Apply what you read:
• A. In the news article about the Prehealth Summer Bridge Program, extract the stretch from "The program supports" through "a $500 scholarship.".
• B. Answer these questions using the article on the Prehealth Summer Bridge Program:
(i) How many weeks does the residential program last?
(ii) What scholarship amount do participants receive for successfully completing the program?
(iii) What is Khalida Senghori's major?
• C. Summarize the article on the Prehealth Summer Bridge Program in two sentences.

Extract provided:
Skip to main content
A first-year Penn State student in the Prehealth Summer Bridge Program smiles during a Lunch & Learn session with the Eberly College of Science's associate deans
news

Prehealth Summer Bridge Program helps give incoming first-year students a leg up

For new undergraduates from historically underrepresented groups, community-building is a key complement to coursework in preparing for their first semester
19 September 2022

The students’ reaction was overwhelmingly positive as the Penn State Eberly College of Science wrapped up its inaugural Prehealth Summer Bridge Program last month. 

The program supports incoming first-year students in the college through a six-week residential academic experience at Penn State University Park and is free for participating students. Food, housing, trips, and course materials are all included, and participants who successfully complete the program are awarded a $500 scholarship.  

Over the summer, students take a math course, a chemistry course, a metacognition course designed to aid in developing successful study techniques, and a cornerstone course with a focus on learning about health disparities — with each course followed by ample time for eating, relaxing, and completing coursework.

Alec Paramo, a biochemistry and molecular biology major, discussed his satisfaction with the course load.

“It’s a schedule that gives you enough structure and freedom that once you get to college, you’ll know what you want,” he said.

In addition to a tailored curriculum, the program also includes a regular two-hour study session that allows the students to work collaboratively with their classmates and professors and catch up on homework to avoid procrastination. 

Serena Salt, a premedicine major, said she was inspired to continue her education through the summer to avoid forgetting crucial information needed for her fast-paced academic career. 

“You know how you take a summer break and then you lose all that knowledge you just learned? And you’re like, ‘Yay, high school is done! I don’t have to do any more learning,’” she said. “But once you hit college, you’re like, ‘Wait, I have to relearn this all over again,  but at a faster pace.’ So, I feel like me doing this program is really rewarding in that effort.” 

The students shared that the program has eased their worries about the transition from high school to college by introducing them to the University’s courses and curriculum ahead of the fall semester.

Marianna Olaya, a biology major, explained how her early arrival to University Park campus has helped her to feel more prepared for the start of the upcoming semester. 

“This program has been an immense help because it’s just allowed me to come in feeling like I know the campus a little bit,” she said.  “I kind of have a taste of what the culture is like here.”

In addition to college preparation, the program also provided unique opportunities for collaboration and networking with professionals in the healthcare field through trips to the Children’s Hospital of Philadelphia and the Penn State College of Medicine in Hershey, Pennsylvania. The students also had early experiences with college facilities, such as the medical cadaver lab. 

Khalida Senghori, a forensic science major, spoke words of encouragement to those who are contemplating joining this program.

“I definitely say, ‘Do it!’ It’s such a good opportunity, I don’t think you should pass it up at all,” she said. “It’s so good.”

The Prehealth Summer Bridge Program is open to accepted students in the Eberly College of Science at the University Park campus who come from historically underrepresented groups or are first-generation college students.

Kristin Finch, the college’s associate dean for diversity and inclusion, said she hopes this new program will also be one of the deciding factors for prospective students interested in the University. 

“It’s just really about forming community,” she said. “I joke that the healthcare piece is kind of the carrot, but really the foundation of the program is forming community and students engaging with each other and being connected with resources across the University.”

Associate Dean Kristin Finch meets with students during a Lunch & Learn session for the Eberly College of Science's inaugural Prehealth Summer Bridge Program.
Associate Dean Kristin Finch meets with students during a Lunch & Learn session for the Eberly College of Science's inaugural Prehealth Summer Bridge Program.

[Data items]
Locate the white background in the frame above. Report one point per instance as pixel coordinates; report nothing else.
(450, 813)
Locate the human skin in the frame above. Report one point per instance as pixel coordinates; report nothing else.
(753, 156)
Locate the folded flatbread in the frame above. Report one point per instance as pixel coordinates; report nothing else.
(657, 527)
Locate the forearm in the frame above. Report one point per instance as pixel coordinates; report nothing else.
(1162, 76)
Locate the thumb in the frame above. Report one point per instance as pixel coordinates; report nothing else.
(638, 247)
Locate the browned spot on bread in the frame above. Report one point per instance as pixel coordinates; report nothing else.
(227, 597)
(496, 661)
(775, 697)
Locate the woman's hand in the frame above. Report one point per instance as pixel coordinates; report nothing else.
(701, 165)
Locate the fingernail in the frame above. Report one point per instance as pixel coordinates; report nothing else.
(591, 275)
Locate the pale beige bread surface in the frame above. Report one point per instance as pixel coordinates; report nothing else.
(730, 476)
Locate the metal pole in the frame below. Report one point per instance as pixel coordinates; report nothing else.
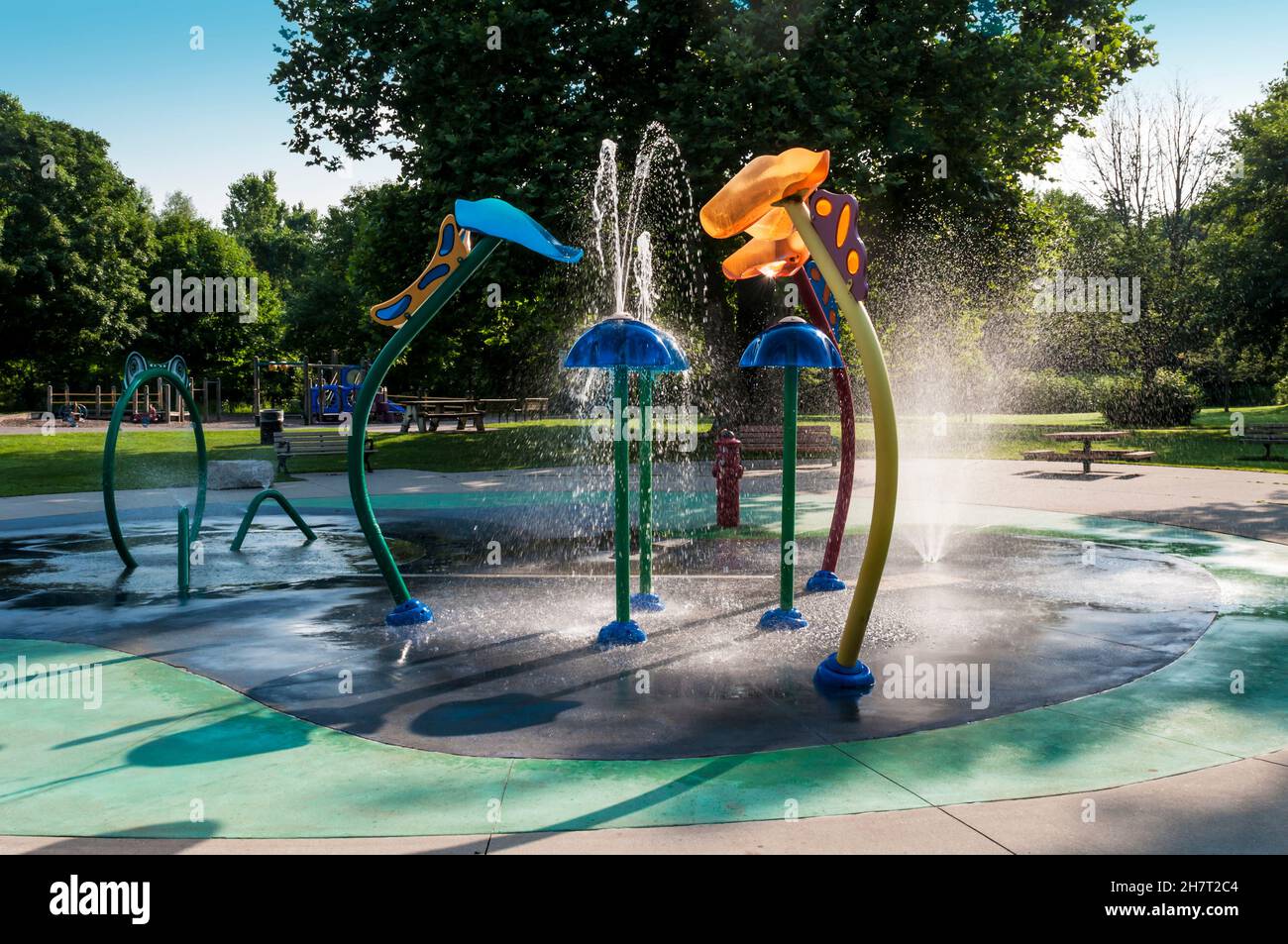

Answers by task:
• A.
The program supports incoming first-year students in the college through a six-week residential academic experience at Penn State University Park and is free for participating students. Food, housing, trips, and course materials are all included, and participants who successfully complete the program are awarded a $500 scholarship.

• B.
(i) Six weeks.
(ii) $500.
(iii) Forensic science.

• C. The Penn State Eberly College of Science completed its first Prehealth Summer Bridge Program, a free six-week residential program at University Park for incoming first-year students from historically underrepresented groups or first-generation backgrounds. It included math, chemistry, metacognition, and health disparities courses, study sessions, and trips to healthcare sites, and the students said it eased their transition to college, while Associate Dean Kristin Finch said its foundation is forming community.